**What you need to do**: Copy all of the items below word for word, keeping every line in its original order and form.

--- start Data entries ---

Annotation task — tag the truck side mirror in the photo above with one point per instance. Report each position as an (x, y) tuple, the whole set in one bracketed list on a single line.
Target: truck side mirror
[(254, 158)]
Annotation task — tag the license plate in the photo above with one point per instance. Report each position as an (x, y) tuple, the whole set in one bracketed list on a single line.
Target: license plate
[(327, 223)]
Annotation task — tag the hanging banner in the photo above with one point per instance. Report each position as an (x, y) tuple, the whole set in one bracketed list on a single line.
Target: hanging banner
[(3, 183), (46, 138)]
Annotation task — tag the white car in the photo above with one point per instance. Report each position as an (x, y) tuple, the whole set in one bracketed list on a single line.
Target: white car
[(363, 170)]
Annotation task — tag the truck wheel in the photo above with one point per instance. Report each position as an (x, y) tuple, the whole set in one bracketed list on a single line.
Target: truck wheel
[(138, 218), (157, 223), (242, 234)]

--- end Data entries ---

**Solution for this exercise**:
Annotation task — tag the truck side mirror in the photo above with one point per instance. Report each position as an (x, y) tuple, the whole set in one bracketed list on a single line.
Target: truck side mirror
[(254, 158)]
Annotation task — tag the license plate in the photo above with one point per instance. Report each position as an (x, y) tuple, the whole set in one bracketed list on a single line.
Target: license plate
[(327, 223)]
Annotation task — tag the hanging banner in the photo above with one point per instance. Report each position as an (x, y) tuple, the whole set in one bracketed list on a single line.
Target: hanging banner
[(3, 183), (46, 138)]
Annotation task — tag the white car in the photo above with one point per instance. Report each position as an (x, y) tuple, the whole set in one bracketed list on a single line.
Target: white car
[(363, 170)]
Annotation task — tag the truck wheel in the photo above with one point per instance. Report each position as an (x, y) tuple, the whole set in one bracketed list on a single line.
Target: truck wheel
[(138, 218), (157, 223), (242, 234)]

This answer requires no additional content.